From the first line to the last, please write out the data exactly.

(Material for this task)

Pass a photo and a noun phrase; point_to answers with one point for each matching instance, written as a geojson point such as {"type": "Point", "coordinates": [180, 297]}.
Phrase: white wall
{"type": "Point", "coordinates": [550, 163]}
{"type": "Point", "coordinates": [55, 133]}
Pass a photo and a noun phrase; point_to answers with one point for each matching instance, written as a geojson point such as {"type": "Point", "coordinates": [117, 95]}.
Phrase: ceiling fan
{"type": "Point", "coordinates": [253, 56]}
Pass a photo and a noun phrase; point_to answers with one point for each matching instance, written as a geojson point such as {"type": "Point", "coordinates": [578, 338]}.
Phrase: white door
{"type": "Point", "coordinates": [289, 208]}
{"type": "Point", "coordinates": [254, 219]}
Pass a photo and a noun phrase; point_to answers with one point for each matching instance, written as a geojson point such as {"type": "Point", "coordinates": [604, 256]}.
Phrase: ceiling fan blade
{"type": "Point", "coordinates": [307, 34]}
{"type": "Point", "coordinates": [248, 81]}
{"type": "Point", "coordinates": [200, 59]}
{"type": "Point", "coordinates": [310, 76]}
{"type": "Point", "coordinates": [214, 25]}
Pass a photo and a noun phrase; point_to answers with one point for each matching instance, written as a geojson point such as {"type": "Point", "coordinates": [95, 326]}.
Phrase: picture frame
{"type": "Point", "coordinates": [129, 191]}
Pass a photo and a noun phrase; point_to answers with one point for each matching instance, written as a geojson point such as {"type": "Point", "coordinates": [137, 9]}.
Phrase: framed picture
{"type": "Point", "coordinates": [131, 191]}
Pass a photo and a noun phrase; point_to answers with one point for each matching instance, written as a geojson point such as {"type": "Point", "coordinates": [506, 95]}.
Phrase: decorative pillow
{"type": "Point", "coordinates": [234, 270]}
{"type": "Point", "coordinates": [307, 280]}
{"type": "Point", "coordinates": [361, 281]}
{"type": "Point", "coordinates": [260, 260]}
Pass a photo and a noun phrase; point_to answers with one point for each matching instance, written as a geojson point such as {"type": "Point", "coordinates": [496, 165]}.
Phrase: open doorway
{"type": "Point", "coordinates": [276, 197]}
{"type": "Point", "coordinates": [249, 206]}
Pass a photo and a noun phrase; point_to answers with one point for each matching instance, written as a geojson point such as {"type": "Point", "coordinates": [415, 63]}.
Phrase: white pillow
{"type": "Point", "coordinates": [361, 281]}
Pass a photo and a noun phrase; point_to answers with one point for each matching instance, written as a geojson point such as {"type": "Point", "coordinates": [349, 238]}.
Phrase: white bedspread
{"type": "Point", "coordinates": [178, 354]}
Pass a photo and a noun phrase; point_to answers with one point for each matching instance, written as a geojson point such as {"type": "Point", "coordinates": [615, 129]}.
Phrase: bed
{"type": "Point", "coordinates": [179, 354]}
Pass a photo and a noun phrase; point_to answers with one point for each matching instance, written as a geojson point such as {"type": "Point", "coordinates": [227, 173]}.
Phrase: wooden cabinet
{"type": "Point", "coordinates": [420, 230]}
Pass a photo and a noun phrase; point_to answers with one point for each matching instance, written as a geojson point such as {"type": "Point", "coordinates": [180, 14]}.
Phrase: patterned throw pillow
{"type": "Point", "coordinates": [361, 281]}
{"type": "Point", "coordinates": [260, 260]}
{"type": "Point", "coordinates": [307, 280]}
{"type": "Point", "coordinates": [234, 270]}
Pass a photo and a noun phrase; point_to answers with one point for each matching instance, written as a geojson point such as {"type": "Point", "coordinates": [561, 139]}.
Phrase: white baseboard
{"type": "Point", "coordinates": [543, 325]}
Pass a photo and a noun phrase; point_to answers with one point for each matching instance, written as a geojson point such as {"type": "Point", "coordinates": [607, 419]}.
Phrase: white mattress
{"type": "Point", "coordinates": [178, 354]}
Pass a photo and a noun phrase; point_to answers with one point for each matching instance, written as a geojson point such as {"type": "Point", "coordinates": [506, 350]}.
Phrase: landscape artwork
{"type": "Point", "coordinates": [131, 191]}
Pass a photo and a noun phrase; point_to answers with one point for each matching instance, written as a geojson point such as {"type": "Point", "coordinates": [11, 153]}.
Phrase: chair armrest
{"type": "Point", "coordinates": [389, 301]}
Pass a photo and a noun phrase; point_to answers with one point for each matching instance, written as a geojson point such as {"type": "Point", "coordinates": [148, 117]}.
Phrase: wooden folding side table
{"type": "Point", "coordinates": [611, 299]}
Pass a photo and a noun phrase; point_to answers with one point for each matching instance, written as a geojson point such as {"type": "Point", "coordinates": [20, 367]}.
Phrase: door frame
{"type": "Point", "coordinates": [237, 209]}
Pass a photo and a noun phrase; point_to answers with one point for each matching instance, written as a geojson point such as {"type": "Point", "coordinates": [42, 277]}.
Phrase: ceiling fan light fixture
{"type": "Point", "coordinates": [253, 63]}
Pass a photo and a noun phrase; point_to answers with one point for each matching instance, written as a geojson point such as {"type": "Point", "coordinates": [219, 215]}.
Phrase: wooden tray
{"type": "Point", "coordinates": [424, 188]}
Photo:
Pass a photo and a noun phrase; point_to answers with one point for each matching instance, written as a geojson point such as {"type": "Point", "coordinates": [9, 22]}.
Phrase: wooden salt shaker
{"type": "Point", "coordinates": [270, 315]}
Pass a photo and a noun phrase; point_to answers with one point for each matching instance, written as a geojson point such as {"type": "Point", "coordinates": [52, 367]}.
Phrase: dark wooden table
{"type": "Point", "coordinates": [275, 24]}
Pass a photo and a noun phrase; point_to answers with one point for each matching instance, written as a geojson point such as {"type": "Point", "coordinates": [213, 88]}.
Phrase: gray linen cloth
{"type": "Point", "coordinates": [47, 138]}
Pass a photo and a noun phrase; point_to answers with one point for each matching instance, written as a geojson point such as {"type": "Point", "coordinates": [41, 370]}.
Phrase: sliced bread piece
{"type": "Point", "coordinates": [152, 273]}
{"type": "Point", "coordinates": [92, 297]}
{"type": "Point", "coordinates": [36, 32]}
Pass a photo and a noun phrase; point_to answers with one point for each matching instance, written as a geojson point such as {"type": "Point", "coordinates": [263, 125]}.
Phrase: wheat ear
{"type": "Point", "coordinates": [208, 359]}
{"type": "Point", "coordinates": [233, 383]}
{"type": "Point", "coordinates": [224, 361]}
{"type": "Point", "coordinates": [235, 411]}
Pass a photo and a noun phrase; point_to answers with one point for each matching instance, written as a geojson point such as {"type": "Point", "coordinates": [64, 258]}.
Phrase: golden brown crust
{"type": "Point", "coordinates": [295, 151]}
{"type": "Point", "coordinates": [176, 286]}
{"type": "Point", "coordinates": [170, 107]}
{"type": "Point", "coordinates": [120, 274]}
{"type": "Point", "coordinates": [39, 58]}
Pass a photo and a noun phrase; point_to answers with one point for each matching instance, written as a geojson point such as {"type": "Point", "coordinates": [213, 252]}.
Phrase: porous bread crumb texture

(End Material for this task)

**Solution for this exercise**:
Pass a photo and a noun phrase; point_to answers with one point for each matching instance, written as a geojson point such as {"type": "Point", "coordinates": [180, 297]}.
Phrase: white wall
{"type": "Point", "coordinates": [550, 163]}
{"type": "Point", "coordinates": [55, 133]}
Pass a photo and a noun phrase; point_to answers with one point for each matching instance, written as a geojson point such as {"type": "Point", "coordinates": [117, 95]}.
Phrase: ceiling fan
{"type": "Point", "coordinates": [253, 56]}
Pass a photo and a noun phrase; point_to answers with one point for each matching instance, written as a geojson point such as {"type": "Point", "coordinates": [578, 338]}.
Phrase: white door
{"type": "Point", "coordinates": [289, 208]}
{"type": "Point", "coordinates": [254, 219]}
Pass a photo and a noun phrase; point_to answers with one point for each matching instance, written as a geojson point such as {"type": "Point", "coordinates": [604, 256]}.
Phrase: ceiling fan blade
{"type": "Point", "coordinates": [307, 34]}
{"type": "Point", "coordinates": [248, 81]}
{"type": "Point", "coordinates": [200, 59]}
{"type": "Point", "coordinates": [310, 76]}
{"type": "Point", "coordinates": [214, 25]}
Pass a photo and a noun phrase; point_to answers with one point for each matching instance, written as a geojson point such as {"type": "Point", "coordinates": [95, 326]}.
Phrase: picture frame
{"type": "Point", "coordinates": [129, 191]}
Pass a photo and a noun phrase; point_to answers with one point for each matching instance, written as a geojson point such as {"type": "Point", "coordinates": [137, 9]}.
Phrase: framed picture
{"type": "Point", "coordinates": [131, 191]}
Pass a photo and a noun phrase; point_to answers with one point for each matching instance, written as a geojson point such as {"type": "Point", "coordinates": [506, 95]}.
Phrase: decorative pillow
{"type": "Point", "coordinates": [234, 270]}
{"type": "Point", "coordinates": [307, 280]}
{"type": "Point", "coordinates": [361, 281]}
{"type": "Point", "coordinates": [260, 260]}
Pass a photo and a noun phrase; point_to answers with one point for each matching instance, written as a geojson point such as {"type": "Point", "coordinates": [496, 165]}.
Phrase: open doorway
{"type": "Point", "coordinates": [276, 197]}
{"type": "Point", "coordinates": [249, 206]}
Pass a photo and a noun phrase; point_to answers with one point for each matching instance, written as a geojson point such as {"type": "Point", "coordinates": [415, 63]}.
Phrase: white pillow
{"type": "Point", "coordinates": [361, 281]}
Pass a photo and a noun phrase; point_to answers with one point for each matching instance, written as a geojson point such as {"type": "Point", "coordinates": [349, 238]}.
Phrase: white bedspread
{"type": "Point", "coordinates": [178, 354]}
Pass a photo and a noun phrase; point_to answers with one point for each matching instance, written as a geojson point such as {"type": "Point", "coordinates": [615, 129]}.
Phrase: bed
{"type": "Point", "coordinates": [179, 354]}
Pass a photo and a noun phrase; point_to answers with one point for each matching instance, written as a geojson point such as {"type": "Point", "coordinates": [227, 173]}.
Phrase: wooden cabinet
{"type": "Point", "coordinates": [420, 230]}
Pass a photo and a noun phrase; point_to answers with one point for each matching instance, written as a geojson point such as {"type": "Point", "coordinates": [180, 14]}.
Phrase: patterned throw pillow
{"type": "Point", "coordinates": [361, 281]}
{"type": "Point", "coordinates": [260, 260]}
{"type": "Point", "coordinates": [307, 280]}
{"type": "Point", "coordinates": [234, 270]}
Pass a photo and a noun phrase; point_to answers with one point for each matching instance, written as a geojson point such as {"type": "Point", "coordinates": [561, 139]}.
Phrase: white baseboard
{"type": "Point", "coordinates": [543, 325]}
Pass a photo and a noun phrase; point_to answers with one point for each matching instance, written as a geojson point such as {"type": "Point", "coordinates": [607, 419]}.
Phrase: white mattress
{"type": "Point", "coordinates": [178, 354]}
Pass a photo and a noun phrase; point_to answers with one point for each matching instance, written as a geojson point such as {"type": "Point", "coordinates": [506, 350]}.
Phrase: landscape artwork
{"type": "Point", "coordinates": [131, 191]}
Pass a photo and a noun phrase; point_to answers with one point for each matching instance, written as a geojson point such as {"type": "Point", "coordinates": [11, 153]}.
Phrase: chair armrest
{"type": "Point", "coordinates": [389, 301]}
Pass a photo and a noun phrase; point_to answers with one point for each matching instance, written as a geojson point such as {"type": "Point", "coordinates": [148, 117]}.
Phrase: wooden folding side table
{"type": "Point", "coordinates": [611, 299]}
Pass a photo and a noun phrase; point_to answers with one point for each matching instance, written as a geojson point such as {"type": "Point", "coordinates": [20, 367]}.
Phrase: door frame
{"type": "Point", "coordinates": [237, 209]}
Pass a photo and a noun phrase; point_to answers with one point for each matching instance, written as a geojson point such as {"type": "Point", "coordinates": [42, 277]}.
Phrase: ceiling fan light fixture
{"type": "Point", "coordinates": [253, 63]}
Pass a photo and a noun phrase; point_to answers with one point for each matching instance, written as a geojson point such as {"type": "Point", "coordinates": [219, 215]}.
Phrase: wooden tray
{"type": "Point", "coordinates": [424, 188]}
Photo:
Pass a photo and a noun phrase; point_to answers with one point for each matching instance, written as a geojson point such as {"type": "Point", "coordinates": [9, 22]}.
Phrase: wooden salt shaker
{"type": "Point", "coordinates": [270, 315]}
Pass a photo and a noun phrase; point_to answers with one point for each matching instance, written as a geojson point such as {"type": "Point", "coordinates": [52, 367]}.
Phrase: dark wooden table
{"type": "Point", "coordinates": [275, 24]}
Pass a photo and a noun phrase; point_to answers with one point for each matching instance, written as a geojson point such as {"type": "Point", "coordinates": [213, 88]}.
Phrase: gray linen cloth
{"type": "Point", "coordinates": [47, 138]}
Pass a photo and a noun phrase; point_to answers with one point for each matching instance, written as a geojson point such as {"type": "Point", "coordinates": [41, 370]}.
Phrase: sliced bread piece
{"type": "Point", "coordinates": [152, 273]}
{"type": "Point", "coordinates": [92, 297]}
{"type": "Point", "coordinates": [36, 32]}
Pass a photo and a noun phrase; point_to answers with one point for each matching instance, written as a geojson point such as {"type": "Point", "coordinates": [263, 125]}.
Phrase: wheat ear
{"type": "Point", "coordinates": [208, 359]}
{"type": "Point", "coordinates": [233, 383]}
{"type": "Point", "coordinates": [224, 361]}
{"type": "Point", "coordinates": [235, 411]}
Pass a photo and a noun phrase; point_to answers with one point for each matching instance, written as a geojson point such as {"type": "Point", "coordinates": [64, 258]}.
Phrase: golden brown crust
{"type": "Point", "coordinates": [295, 151]}
{"type": "Point", "coordinates": [176, 286]}
{"type": "Point", "coordinates": [170, 107]}
{"type": "Point", "coordinates": [120, 274]}
{"type": "Point", "coordinates": [39, 58]}
Pass a photo and a noun phrase; point_to answers with one point for each matching instance, written as a geojson point such as {"type": "Point", "coordinates": [213, 252]}.
Phrase: porous bread crumb texture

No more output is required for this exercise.